▶ [Records from a data collection]
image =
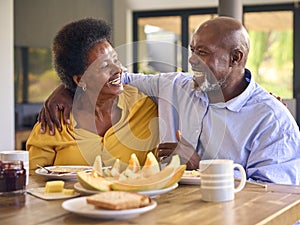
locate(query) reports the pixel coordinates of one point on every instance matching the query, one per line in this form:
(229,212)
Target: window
(271,32)
(35,78)
(271,52)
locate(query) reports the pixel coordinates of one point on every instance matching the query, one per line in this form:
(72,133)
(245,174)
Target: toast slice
(118,200)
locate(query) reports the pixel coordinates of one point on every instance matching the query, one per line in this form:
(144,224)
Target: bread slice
(118,200)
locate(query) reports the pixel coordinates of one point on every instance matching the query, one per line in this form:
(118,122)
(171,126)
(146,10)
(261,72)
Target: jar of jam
(12,177)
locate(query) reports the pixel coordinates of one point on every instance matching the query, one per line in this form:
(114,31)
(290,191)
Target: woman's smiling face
(104,70)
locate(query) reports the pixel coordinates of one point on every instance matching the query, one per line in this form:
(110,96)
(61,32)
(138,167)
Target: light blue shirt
(253,129)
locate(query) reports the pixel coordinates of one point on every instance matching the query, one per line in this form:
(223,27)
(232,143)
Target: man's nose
(116,68)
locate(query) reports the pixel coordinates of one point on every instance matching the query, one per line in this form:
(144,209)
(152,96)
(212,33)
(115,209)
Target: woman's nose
(117,67)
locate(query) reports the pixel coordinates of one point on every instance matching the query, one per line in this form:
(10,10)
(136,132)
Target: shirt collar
(239,101)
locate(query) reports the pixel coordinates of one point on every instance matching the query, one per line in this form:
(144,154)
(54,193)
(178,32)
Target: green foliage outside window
(271,61)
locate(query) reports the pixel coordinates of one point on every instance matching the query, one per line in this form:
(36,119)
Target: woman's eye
(103,65)
(200,52)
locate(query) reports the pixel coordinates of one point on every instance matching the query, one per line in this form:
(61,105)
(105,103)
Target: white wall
(37,21)
(7,113)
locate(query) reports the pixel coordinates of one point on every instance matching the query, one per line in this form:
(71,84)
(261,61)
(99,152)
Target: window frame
(185,13)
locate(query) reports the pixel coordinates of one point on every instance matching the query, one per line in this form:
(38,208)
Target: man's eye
(103,65)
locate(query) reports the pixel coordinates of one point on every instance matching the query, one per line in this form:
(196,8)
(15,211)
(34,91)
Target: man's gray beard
(206,86)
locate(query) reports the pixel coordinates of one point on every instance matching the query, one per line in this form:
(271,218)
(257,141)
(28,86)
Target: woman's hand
(61,99)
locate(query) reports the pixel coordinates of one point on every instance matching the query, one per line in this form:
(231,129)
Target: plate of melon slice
(148,179)
(151,193)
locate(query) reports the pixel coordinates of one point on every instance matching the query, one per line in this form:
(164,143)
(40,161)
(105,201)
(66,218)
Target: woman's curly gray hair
(71,45)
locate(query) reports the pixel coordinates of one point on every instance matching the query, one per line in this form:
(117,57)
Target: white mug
(13,155)
(217,180)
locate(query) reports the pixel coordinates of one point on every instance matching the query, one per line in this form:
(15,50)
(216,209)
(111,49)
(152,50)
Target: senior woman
(108,118)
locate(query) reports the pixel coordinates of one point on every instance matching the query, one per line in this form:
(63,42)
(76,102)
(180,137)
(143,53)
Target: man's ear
(236,57)
(76,79)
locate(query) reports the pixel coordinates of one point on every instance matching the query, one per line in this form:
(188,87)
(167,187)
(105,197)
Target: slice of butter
(54,186)
(68,191)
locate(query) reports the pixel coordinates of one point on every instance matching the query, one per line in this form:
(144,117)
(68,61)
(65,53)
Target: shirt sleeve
(275,156)
(148,84)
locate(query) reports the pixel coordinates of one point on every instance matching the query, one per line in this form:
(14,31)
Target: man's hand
(60,99)
(187,154)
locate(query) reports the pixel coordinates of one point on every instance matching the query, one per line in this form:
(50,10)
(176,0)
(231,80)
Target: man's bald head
(228,33)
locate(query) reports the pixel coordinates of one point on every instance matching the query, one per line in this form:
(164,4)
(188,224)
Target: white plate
(81,207)
(40,193)
(64,176)
(152,193)
(191,177)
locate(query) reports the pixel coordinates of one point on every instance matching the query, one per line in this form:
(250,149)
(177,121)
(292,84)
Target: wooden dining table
(272,204)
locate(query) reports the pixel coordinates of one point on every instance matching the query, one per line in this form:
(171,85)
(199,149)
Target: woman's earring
(82,85)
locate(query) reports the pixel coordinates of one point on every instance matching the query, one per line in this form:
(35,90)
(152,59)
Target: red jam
(12,176)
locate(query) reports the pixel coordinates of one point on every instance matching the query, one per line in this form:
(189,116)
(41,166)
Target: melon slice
(151,166)
(115,170)
(168,176)
(153,182)
(134,164)
(97,166)
(93,181)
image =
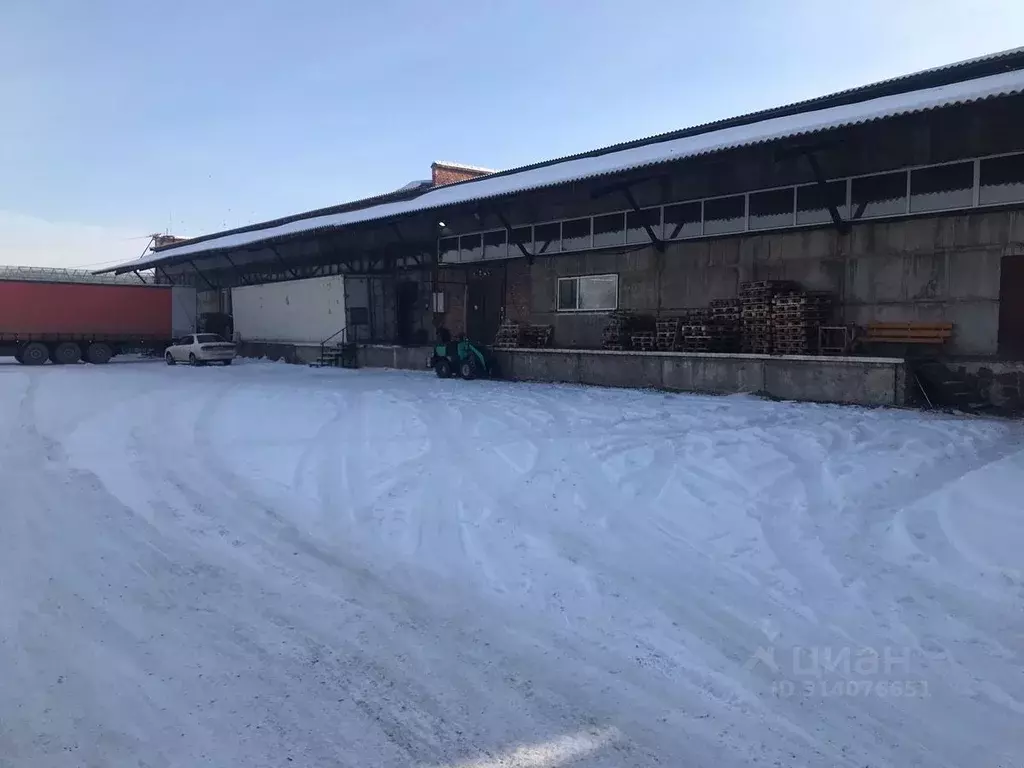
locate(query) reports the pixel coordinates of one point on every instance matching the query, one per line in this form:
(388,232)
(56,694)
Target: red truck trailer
(67,322)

▶ [SHORT TASK] Reproduce each line word for word and drop the pictures.

▶ [PROBLEM SOLUTION]
image =
locate(query) reports the pixel coordinates of one point on every instance matching the query, one per line in this form:
(229,212)
Target: window
(271,32)
(35,78)
(271,52)
locate(query) reports the pixel coordinates of one point on every instance matching the query, one per line in this form:
(72,133)
(245,174)
Target: toast slice
(118,200)
locate(query) reports the pixel coordinates of one point on every instance matching the query, one per line in this form:
(144,224)
Target: bread slice
(118,200)
locate(query) reports the pixel coordinates of one point on every instance matching the query, one per line in this form:
(118,122)
(171,126)
(146,10)
(261,72)
Target: jar of jam
(12,177)
locate(query) reports the pixel coordinates of one point on every instance matching the query, one per line in this form:
(114,31)
(290,191)
Target: woman's smiling face
(104,70)
locate(query) reports the pixel coordinates of one point on every instance matching the query, one per line in this form:
(110,96)
(61,32)
(138,167)
Target: light blue shirt
(253,129)
locate(query) reports the pixel coordinates of one point on every instance matching the query, one per line in this form:
(223,27)
(232,143)
Target: man's nose
(116,68)
locate(query) reports the pixel coordinates of one point on every instance matching the query, one per line in this form:
(144,209)
(152,96)
(212,33)
(115,209)
Target: woman's nose
(117,67)
locate(query) reports the pixel coordinates of one point on every instance matching the query, one per line in this form:
(10,10)
(136,132)
Target: shirt collar
(239,101)
locate(query) reports the pixel coordinates of one point on every instance matching the query, one per line in this form:
(144,154)
(54,193)
(178,32)
Target: green foliage outside window
(271,61)
locate(query) reports the pixel coordinates of one point on every instance matching the query, one per line in this form:
(36,119)
Target: woman's eye
(103,65)
(200,52)
locate(query) reports the pixel coordinates of one point on every instance matching the query, one per line in this form:
(61,105)
(105,103)
Target: white wall
(37,21)
(7,113)
locate(query) reports the pixel coordinates of one point on every instance matching the query, one per line in this form:
(71,84)
(261,61)
(99,152)
Target: window frame
(185,13)
locate(query) reports the pixel coordinates of one point on every instance matching the query, one per line in this form:
(38,208)
Target: man's eye
(103,65)
locate(query) reports the pixel coordinates of one point on every instance matching the query, one per line in this form:
(196,8)
(15,211)
(34,91)
Target: man's gray beard
(206,86)
locate(query) reports the pixel coordinates of one point on every instance matching the query, one per line in this form:
(271,218)
(257,141)
(28,86)
Target: woman's hand
(61,99)
locate(query) reports the pixel coordinates of one point on every instance matching the query, one per line in this form:
(231,129)
Target: plate of melon slice
(148,179)
(151,193)
locate(query) reports the pixel coordinates of one point on every instance matching the query, one per line in this form:
(164,143)
(40,161)
(105,201)
(66,218)
Target: woman's curly gray hair
(71,45)
locate(query) reports the pixel coordinates of one point on every instance matching the query, one per line in this form:
(117,57)
Target: white mug
(13,155)
(217,180)
locate(query) reports the pixel coordinates of one point on every instance matching the query, one per line in this form:
(15,50)
(216,209)
(111,49)
(152,50)
Target: senior woman
(108,118)
locate(query) reports the pixel coordinates of one point on every instance matching the query, one per line in this form:
(63,42)
(76,102)
(180,137)
(143,53)
Target: man's ear
(236,57)
(76,79)
locate(query) reports the pixel coordinates of one point on every instance matching the query, one per line in this form:
(188,87)
(167,187)
(105,197)
Target: slice of butter
(54,186)
(68,191)
locate(query) reports the pixel coordinates of one point on every instance matching the query, one per line in this form:
(144,117)
(68,61)
(65,53)
Target: shirt sleeve
(275,156)
(148,84)
locate(query) reports the pixel coordinates of one point on every instance matching the query, one per line in this form:
(14,31)
Target: man's hand
(60,99)
(187,154)
locate(query) reports the pixel coordinates of one point on every instance matching the query, one per line in this form:
(50,10)
(176,0)
(231,80)
Target: man's bald head
(228,33)
locate(query) reports the pixel coordinates of one point on every instance matching the query, one per line in this form:
(164,4)
(188,224)
Target: white plate
(81,207)
(40,193)
(64,176)
(152,193)
(191,177)
locate(query) reports the pixel coordinates of one point on every instance matching the query, one per line in this form:
(250,149)
(177,121)
(292,84)
Target: wooden dining table
(272,204)
locate(query) reports the pixel coordinates of one point on every instance matching the query, one per line in this form:
(171,85)
(199,149)
Target: woman's earring
(82,85)
locate(query) reports the pixel coordinates of one point on every instance matching the query, one per line in this form:
(35,90)
(152,59)
Target: red jam
(12,176)
locate(query) reports the pixel coordinates of one point on every instance matching the query, one per line in this form:
(189,116)
(41,166)
Target: melon slice
(151,166)
(115,170)
(168,176)
(153,182)
(134,164)
(97,166)
(93,181)
image =
locate(query) reports the pixel coordinates of one point on every instance matching the query, one per line in this form:
(388,232)
(56,694)
Target: red truck trailer
(67,322)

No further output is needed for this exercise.